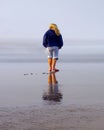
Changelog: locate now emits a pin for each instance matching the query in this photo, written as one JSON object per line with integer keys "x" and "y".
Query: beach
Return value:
{"x": 24, "y": 86}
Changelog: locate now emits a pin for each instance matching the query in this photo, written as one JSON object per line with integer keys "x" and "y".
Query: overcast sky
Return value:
{"x": 76, "y": 19}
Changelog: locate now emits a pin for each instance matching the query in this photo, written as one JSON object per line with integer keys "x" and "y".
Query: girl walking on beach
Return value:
{"x": 52, "y": 41}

EXERCISE DIRECTIONS => Your answer must be an exact copy of the records, minus any pictures.

TASK RESPONSE =>
Changelog: locate now emits a pin for each instance matching the query in this photo, written as one JSON object per line with integer keys "x" and "y".
Query: beach
Return value:
{"x": 24, "y": 86}
Changelog: locate now emits a pin for each instance matching the query in this photo, written as one JSON object per line with integer keys "x" and "y".
Query: overcast sky
Return value:
{"x": 76, "y": 19}
Changelog: locate now emits a pin for each instance matching the query in this photo, written as one JSON object per line with integer keys "x" and "y".
Query: girl walking on beach
Return value:
{"x": 52, "y": 41}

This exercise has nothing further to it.